[Your tasks]:
1: In the interview about reggae covers, what time signatures did Michael convert the Radiohead tracks between?
2: Summarize the interview about reggae covers in two sentences.
3: Resume the interview about reggae covers, picking up right after its final question.

[Source text]:
** BEGIN **

Buford: I think Dub Side was the first idea in itself, it was just an idea that Lem had. From then they just, we just went through everyone to decide. It’s almost like a mathematical equation.
Jennifer: It’s more about the lyrics too, they wanted something that had meaningful lyrics.
Ras I Ray: Once you do something like Dub Side then you have to actually top it or come close....
ILM: Once you decided on those artists, how do you approach the translation into reggae?
Buford: Michael worked hard to translate Radiohead tracks that were in 7/4 into 4/4. It takes a lot of work, a lot of arranging.
ILM: What do you think makes a good cover?
Menny More: I think reggae can make any cover sound good, that’s been done since the beginning of time. Reggae is a music that will accept it. If somebody tries to cover R&B in R&B then it’s different, to me at least. Reggae music is the music that attracts everybody. It’s one of the simplest forms of music, with four beats in a bar. The music itself was founded on unity, it was a type of music that people would sing for liberation, you know what I mean? They sang for personal inner strength and things like that. Reggae is the music that stopped the apartheid movement. Reggae is the music for all.
ILM: As you've already mentioned, your first three albums bought a new audience to reggae music. How do you maintain the traditions and roots of reggae for the original fans and at the same time, open things up to new audiences?

** END **

Source data:
** BEGIN **

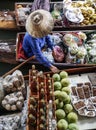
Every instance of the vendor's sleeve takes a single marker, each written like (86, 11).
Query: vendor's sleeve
(49, 42)
(39, 55)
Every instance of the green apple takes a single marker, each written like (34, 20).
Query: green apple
(62, 124)
(68, 108)
(72, 117)
(63, 96)
(63, 74)
(56, 77)
(57, 93)
(65, 82)
(57, 85)
(73, 126)
(59, 104)
(67, 100)
(66, 89)
(60, 114)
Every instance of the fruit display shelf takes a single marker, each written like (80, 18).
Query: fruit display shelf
(62, 21)
(7, 20)
(43, 96)
(77, 52)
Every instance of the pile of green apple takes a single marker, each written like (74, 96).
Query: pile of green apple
(66, 118)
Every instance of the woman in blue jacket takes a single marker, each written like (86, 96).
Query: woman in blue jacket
(38, 25)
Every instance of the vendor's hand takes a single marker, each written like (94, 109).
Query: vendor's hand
(54, 69)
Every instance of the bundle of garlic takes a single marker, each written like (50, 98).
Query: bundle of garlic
(14, 82)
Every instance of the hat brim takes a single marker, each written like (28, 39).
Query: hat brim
(43, 28)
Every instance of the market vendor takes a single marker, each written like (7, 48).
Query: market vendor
(38, 25)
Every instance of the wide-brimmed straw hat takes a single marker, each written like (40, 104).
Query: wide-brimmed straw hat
(39, 23)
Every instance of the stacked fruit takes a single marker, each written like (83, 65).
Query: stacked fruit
(88, 10)
(66, 118)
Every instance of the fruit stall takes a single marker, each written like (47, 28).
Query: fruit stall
(46, 101)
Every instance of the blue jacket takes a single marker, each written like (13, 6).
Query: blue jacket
(33, 46)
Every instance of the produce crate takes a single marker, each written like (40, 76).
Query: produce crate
(81, 75)
(13, 110)
(41, 98)
(69, 60)
(22, 10)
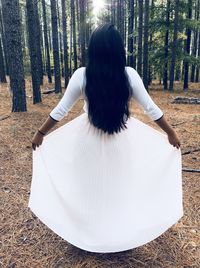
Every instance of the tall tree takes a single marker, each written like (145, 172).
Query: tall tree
(46, 41)
(2, 66)
(140, 31)
(146, 45)
(174, 46)
(12, 26)
(38, 40)
(4, 43)
(33, 51)
(74, 33)
(82, 4)
(64, 28)
(188, 33)
(165, 73)
(60, 41)
(54, 21)
(130, 31)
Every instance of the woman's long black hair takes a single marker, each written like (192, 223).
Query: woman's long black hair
(107, 87)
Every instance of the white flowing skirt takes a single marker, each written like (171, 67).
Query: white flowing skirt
(106, 193)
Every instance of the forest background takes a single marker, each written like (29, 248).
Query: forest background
(42, 42)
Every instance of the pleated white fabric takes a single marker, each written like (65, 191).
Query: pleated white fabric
(106, 193)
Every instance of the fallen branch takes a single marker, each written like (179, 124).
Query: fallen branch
(191, 170)
(191, 151)
(48, 91)
(186, 100)
(180, 123)
(4, 117)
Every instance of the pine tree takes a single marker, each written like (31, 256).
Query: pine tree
(56, 57)
(12, 26)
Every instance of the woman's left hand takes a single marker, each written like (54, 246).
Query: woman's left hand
(174, 140)
(37, 140)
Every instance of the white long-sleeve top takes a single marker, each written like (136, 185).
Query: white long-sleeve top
(77, 84)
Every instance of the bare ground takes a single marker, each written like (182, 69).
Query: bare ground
(26, 242)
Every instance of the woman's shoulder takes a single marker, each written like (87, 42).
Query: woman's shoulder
(130, 70)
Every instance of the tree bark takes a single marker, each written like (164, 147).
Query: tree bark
(130, 31)
(188, 33)
(46, 41)
(140, 31)
(33, 51)
(2, 66)
(165, 73)
(56, 58)
(82, 4)
(74, 34)
(146, 46)
(174, 47)
(12, 26)
(64, 28)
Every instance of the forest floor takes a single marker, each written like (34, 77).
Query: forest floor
(26, 242)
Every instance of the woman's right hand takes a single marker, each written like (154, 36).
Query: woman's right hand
(37, 140)
(174, 140)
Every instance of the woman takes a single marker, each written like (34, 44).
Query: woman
(106, 182)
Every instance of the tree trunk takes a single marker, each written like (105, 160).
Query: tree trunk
(2, 66)
(140, 31)
(4, 43)
(165, 73)
(130, 31)
(174, 47)
(197, 71)
(82, 4)
(64, 28)
(12, 26)
(56, 58)
(74, 33)
(146, 46)
(188, 33)
(38, 40)
(60, 42)
(33, 51)
(46, 41)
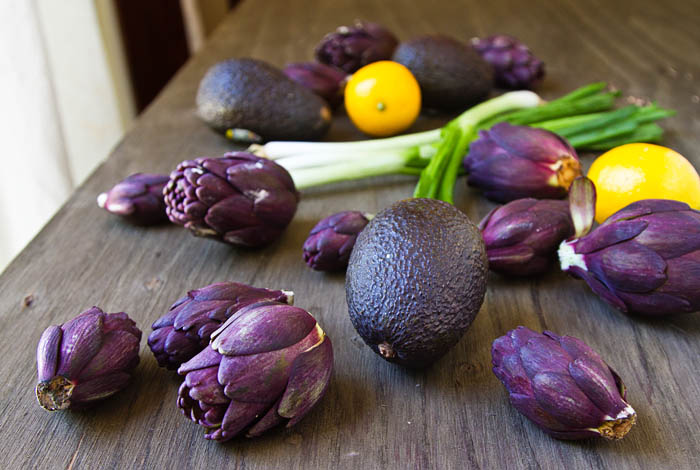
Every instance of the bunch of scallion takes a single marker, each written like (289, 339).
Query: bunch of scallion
(585, 117)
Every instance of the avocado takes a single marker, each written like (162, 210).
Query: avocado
(253, 95)
(416, 280)
(451, 74)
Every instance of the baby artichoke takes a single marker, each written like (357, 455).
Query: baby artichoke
(86, 359)
(562, 385)
(268, 364)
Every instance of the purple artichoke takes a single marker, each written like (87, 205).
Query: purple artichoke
(522, 236)
(352, 47)
(330, 242)
(514, 66)
(326, 81)
(239, 198)
(643, 259)
(512, 162)
(86, 359)
(269, 364)
(185, 330)
(138, 198)
(562, 385)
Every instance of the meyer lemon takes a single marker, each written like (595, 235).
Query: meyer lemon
(632, 172)
(382, 98)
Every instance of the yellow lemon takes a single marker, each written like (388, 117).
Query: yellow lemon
(632, 172)
(382, 98)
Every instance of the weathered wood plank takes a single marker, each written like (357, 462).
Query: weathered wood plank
(375, 415)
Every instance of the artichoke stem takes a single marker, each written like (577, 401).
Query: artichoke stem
(569, 169)
(386, 351)
(55, 394)
(616, 429)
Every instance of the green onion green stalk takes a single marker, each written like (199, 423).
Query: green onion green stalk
(585, 117)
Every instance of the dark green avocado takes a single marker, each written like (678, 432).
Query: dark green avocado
(451, 74)
(416, 280)
(253, 95)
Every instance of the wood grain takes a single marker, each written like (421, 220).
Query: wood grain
(375, 415)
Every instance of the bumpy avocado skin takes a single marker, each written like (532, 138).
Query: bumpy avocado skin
(451, 75)
(416, 280)
(251, 94)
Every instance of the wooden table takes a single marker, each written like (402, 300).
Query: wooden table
(376, 415)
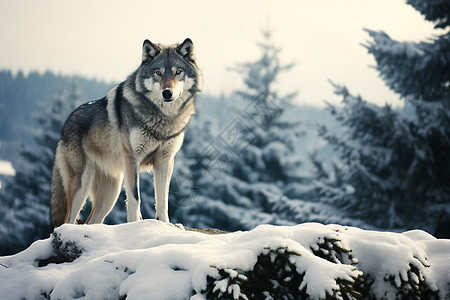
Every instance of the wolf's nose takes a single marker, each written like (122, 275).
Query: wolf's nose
(167, 95)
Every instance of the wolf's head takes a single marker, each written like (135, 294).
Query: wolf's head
(168, 72)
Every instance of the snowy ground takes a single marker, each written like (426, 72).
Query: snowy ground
(154, 260)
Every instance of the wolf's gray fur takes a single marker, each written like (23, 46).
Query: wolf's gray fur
(140, 124)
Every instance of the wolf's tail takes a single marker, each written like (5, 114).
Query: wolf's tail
(58, 202)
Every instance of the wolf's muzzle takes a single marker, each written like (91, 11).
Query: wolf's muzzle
(167, 95)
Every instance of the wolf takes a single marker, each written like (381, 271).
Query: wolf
(138, 126)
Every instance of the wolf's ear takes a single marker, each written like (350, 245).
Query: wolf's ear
(149, 51)
(186, 49)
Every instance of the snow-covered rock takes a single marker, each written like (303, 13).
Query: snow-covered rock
(154, 260)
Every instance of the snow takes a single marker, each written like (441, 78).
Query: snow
(6, 168)
(154, 260)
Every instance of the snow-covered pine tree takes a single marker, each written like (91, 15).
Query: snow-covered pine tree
(25, 198)
(397, 169)
(241, 171)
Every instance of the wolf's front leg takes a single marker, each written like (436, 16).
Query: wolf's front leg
(132, 190)
(163, 172)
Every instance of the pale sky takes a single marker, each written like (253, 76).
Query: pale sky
(103, 39)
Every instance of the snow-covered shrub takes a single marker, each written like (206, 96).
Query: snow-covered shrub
(154, 260)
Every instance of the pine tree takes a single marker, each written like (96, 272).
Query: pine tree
(25, 199)
(396, 169)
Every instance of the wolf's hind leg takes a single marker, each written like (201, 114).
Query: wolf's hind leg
(163, 173)
(105, 191)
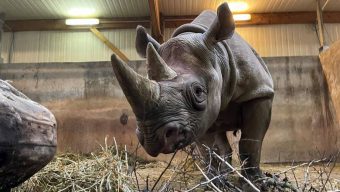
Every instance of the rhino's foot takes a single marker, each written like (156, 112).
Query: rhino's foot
(269, 182)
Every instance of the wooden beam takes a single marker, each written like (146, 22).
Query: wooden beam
(156, 31)
(59, 24)
(265, 19)
(109, 44)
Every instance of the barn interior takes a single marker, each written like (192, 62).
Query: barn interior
(67, 67)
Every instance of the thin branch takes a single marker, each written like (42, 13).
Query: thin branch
(234, 170)
(160, 176)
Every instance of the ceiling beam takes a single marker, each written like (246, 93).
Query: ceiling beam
(59, 24)
(155, 18)
(171, 21)
(265, 19)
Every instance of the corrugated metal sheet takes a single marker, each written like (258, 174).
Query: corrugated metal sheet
(194, 7)
(71, 46)
(284, 40)
(60, 9)
(75, 46)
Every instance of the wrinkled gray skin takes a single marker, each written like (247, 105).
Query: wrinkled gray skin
(202, 82)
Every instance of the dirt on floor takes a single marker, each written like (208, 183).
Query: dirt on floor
(304, 176)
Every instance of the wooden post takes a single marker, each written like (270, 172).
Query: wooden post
(322, 40)
(155, 18)
(109, 44)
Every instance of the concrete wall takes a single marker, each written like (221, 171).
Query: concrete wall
(89, 104)
(330, 60)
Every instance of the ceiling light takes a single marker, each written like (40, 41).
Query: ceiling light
(238, 6)
(81, 12)
(242, 17)
(82, 21)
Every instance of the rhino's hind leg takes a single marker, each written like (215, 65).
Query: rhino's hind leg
(256, 115)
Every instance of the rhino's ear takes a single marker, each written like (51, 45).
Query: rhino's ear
(223, 26)
(142, 40)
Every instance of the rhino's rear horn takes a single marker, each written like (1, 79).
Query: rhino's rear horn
(142, 40)
(141, 93)
(223, 26)
(157, 68)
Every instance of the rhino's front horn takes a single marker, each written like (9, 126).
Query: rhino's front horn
(157, 68)
(140, 92)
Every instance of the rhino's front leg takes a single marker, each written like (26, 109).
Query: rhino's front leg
(256, 115)
(217, 142)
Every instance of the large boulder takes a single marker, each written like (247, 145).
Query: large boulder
(28, 136)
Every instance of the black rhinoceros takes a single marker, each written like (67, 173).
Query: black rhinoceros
(27, 137)
(205, 80)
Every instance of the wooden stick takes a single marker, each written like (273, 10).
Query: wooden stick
(109, 44)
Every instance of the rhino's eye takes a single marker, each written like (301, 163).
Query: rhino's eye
(198, 96)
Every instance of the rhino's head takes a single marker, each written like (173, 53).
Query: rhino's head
(181, 97)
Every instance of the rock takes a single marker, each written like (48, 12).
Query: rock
(28, 136)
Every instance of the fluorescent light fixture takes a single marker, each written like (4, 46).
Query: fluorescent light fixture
(238, 6)
(242, 17)
(82, 21)
(81, 12)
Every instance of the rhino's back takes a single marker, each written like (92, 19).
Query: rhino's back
(253, 79)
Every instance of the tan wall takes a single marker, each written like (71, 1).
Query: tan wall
(88, 104)
(330, 60)
(83, 46)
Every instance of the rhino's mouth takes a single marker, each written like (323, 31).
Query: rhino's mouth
(168, 139)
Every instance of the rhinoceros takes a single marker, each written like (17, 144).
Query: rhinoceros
(205, 80)
(27, 136)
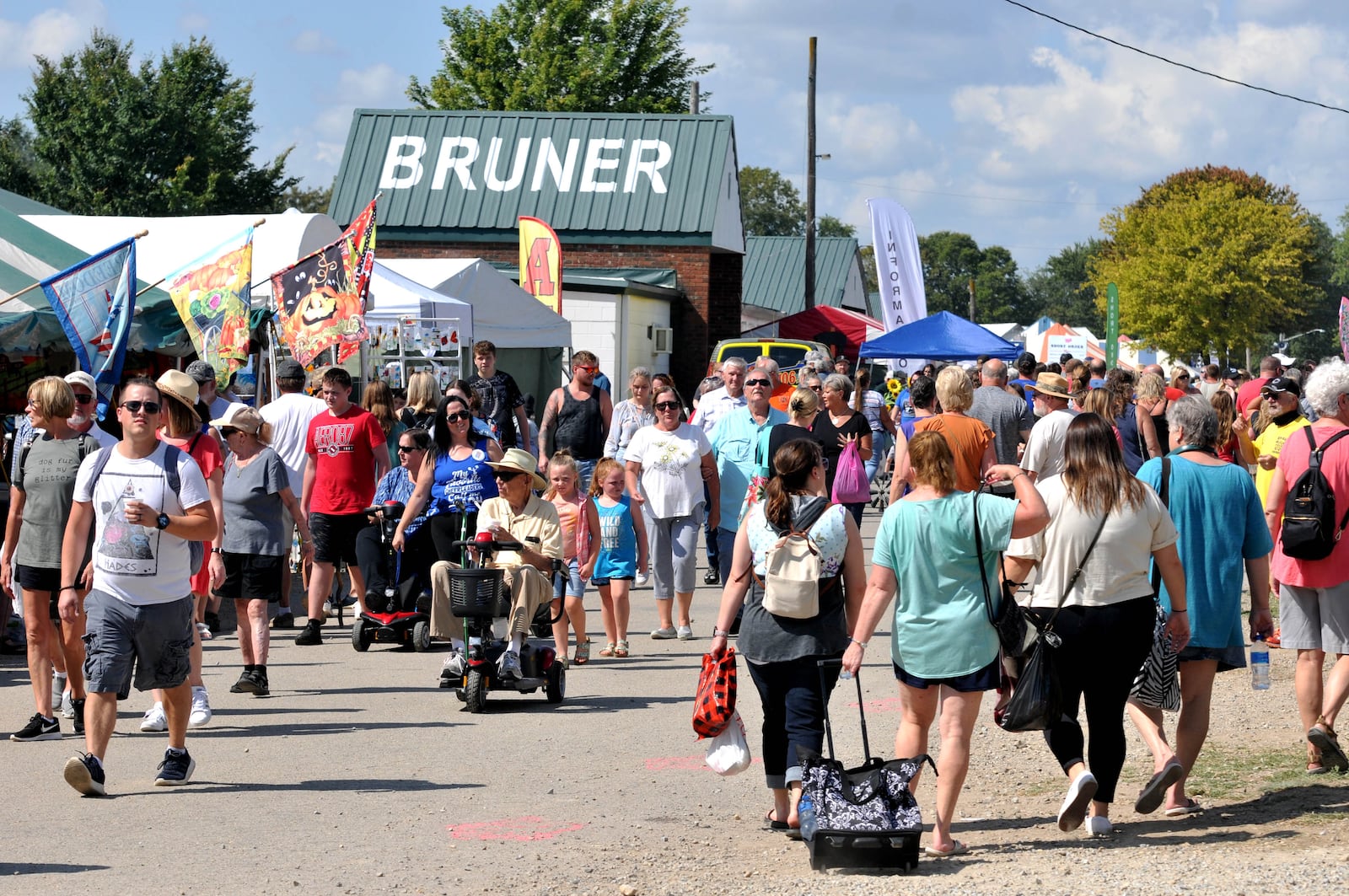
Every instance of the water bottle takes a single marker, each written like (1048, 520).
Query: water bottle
(806, 813)
(1259, 664)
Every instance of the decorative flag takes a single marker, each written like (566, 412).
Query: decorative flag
(94, 301)
(897, 265)
(321, 297)
(212, 298)
(541, 262)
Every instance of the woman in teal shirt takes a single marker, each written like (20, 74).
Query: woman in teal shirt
(943, 648)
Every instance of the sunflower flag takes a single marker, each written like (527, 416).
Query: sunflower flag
(321, 298)
(212, 298)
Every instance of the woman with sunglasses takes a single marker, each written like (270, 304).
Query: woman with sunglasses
(454, 480)
(256, 541)
(40, 500)
(667, 467)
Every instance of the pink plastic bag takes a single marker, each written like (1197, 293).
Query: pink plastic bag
(850, 483)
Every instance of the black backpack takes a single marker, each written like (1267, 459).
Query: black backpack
(1309, 512)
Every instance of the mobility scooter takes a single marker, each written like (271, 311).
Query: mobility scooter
(478, 595)
(401, 614)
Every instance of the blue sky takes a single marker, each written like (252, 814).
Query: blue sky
(973, 114)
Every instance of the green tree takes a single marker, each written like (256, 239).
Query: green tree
(563, 56)
(1211, 260)
(951, 260)
(769, 204)
(173, 138)
(1062, 289)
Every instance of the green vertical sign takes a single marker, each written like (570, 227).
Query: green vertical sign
(1112, 325)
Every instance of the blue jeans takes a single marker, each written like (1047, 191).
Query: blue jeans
(793, 713)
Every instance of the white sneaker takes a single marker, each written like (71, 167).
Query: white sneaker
(200, 707)
(154, 720)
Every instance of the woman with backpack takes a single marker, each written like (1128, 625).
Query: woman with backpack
(782, 637)
(943, 648)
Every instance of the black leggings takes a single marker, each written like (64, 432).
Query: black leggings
(1103, 651)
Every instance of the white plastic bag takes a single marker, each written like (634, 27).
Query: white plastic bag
(728, 752)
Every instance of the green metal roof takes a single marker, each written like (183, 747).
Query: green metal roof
(640, 175)
(775, 271)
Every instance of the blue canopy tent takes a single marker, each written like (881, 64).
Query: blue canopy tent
(942, 336)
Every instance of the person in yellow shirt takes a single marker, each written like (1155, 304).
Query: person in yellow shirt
(1281, 399)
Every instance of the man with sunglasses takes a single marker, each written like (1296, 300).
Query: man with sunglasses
(141, 606)
(578, 417)
(741, 451)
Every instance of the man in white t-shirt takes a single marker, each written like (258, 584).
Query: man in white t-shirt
(139, 612)
(289, 417)
(1043, 456)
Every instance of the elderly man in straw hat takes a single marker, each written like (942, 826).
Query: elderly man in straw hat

** END **

[Task-by-task results]:
1: He converted them from 7/4 into 4/4.

2: The interviewees explain that Dub Side began as Lem's idea, that later artists were chosen with attention to meaningful lyrics, and that adapting songs such as Radiohead tracks from 7/4 into 4/4 took a lot of arranging. Menny More argues that reggae can make any cover sound good because it is a simple, unifying music founded on liberation and meant for everyone.

3:
Ras I Ray: I guess that’s the magic that’s involved in it. It’s almost difficult to explain. Basically I mean, just the way that reggae is constructed, it has this science behind it – the way it’s mixed, the way it’s recorded and even the way it’s played. For some reggae bands it doesn’t work, it’s just that something isn’t there, but when you have it, you have it and I think that’s what Easy Star has been able to capture, that magic of being able to maintain the roots. Like you said, the core reggae fans can still identify with it, but we still leave enough space so it has a mass appeal. I’m trying to find the words to explain it and I can’t but it’s been happening for us, we’ve been fortunate to be able to capture that and to not lose it.
ILM: Do you maintain a diverse crowd at your shows?
Ras I Ray: Oh, as time passed after Dub side that became even more apparent. We look out in the audience and see the hardcore reggae fans and then this mass diversity of fans that would probably have never been to a reggae concert before. And the age range is huge, we have the fan base from The Beatles, Pink Floyd and Radiohead all coming together. That's the magic of it.
ILM: How do you see the future of reggae music?
Menny More: Reggae is going into all different types of vibes. Right now you have dubstep which is a new type of reggae, you know what I mean? A lot of people love it, it keeps the same kind of original bass lines to a point but then also adds the electro and the techno kind of vibes that people are after these days. It’s all good still, it keeps you on your feet from my point of view.
ILM: Following that, what have you been listening to recently?
Ras I Ray: I’ve been finding myself drawn to a lot of the reggae coming out of exotic places that we’ve been able to tour. It’s amazing to see the local reggae bands that come out of these places. Recently we were in Thailand and it was amazing to see these Thai reggae acts bringing their version of the hits. Italy, France and Israel too – that’s how we can see how reggae really has broken down barriers. Take away the vocals and it's staright up reggae, but then hearing it sung in Hebrew or Italian, people are really grasping it. They own it, they feel it. They’re comfortable singing their own form of language over that foundation. It really has universal appeal.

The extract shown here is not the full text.